------ REGISTROS DE DATOS ------
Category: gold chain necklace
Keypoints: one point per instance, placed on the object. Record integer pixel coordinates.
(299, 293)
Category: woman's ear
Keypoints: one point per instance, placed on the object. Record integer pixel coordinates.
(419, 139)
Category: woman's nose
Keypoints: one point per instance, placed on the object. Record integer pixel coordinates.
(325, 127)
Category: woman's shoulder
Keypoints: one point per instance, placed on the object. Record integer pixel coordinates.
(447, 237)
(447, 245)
------
TAREA
Por favor, presenta todas las líneas del material anterior como una tabla en Markdown con dos columnas, «N.º» para el número de fila y «Línea» para su texto. Deja fuera las líneas en blanco.

EJERCICIO RESUELTO
| N.º | Línea |
|---|---|
| 1 | Category: gold chain necklace |
| 2 | Keypoints: one point per instance, placed on the object. Record integer pixel coordinates. |
| 3 | (299, 293) |
| 4 | Category: woman's ear |
| 5 | Keypoints: one point per instance, placed on the object. Record integer pixel coordinates. |
| 6 | (419, 139) |
| 7 | Category: woman's nose |
| 8 | Keypoints: one point per instance, placed on the object. Record integer pixel coordinates. |
| 9 | (325, 127) |
| 10 | Category: woman's shoulder |
| 11 | Keypoints: one point per instance, placed on the object. Record integer pixel coordinates. |
| 12 | (447, 237) |
| 13 | (447, 245) |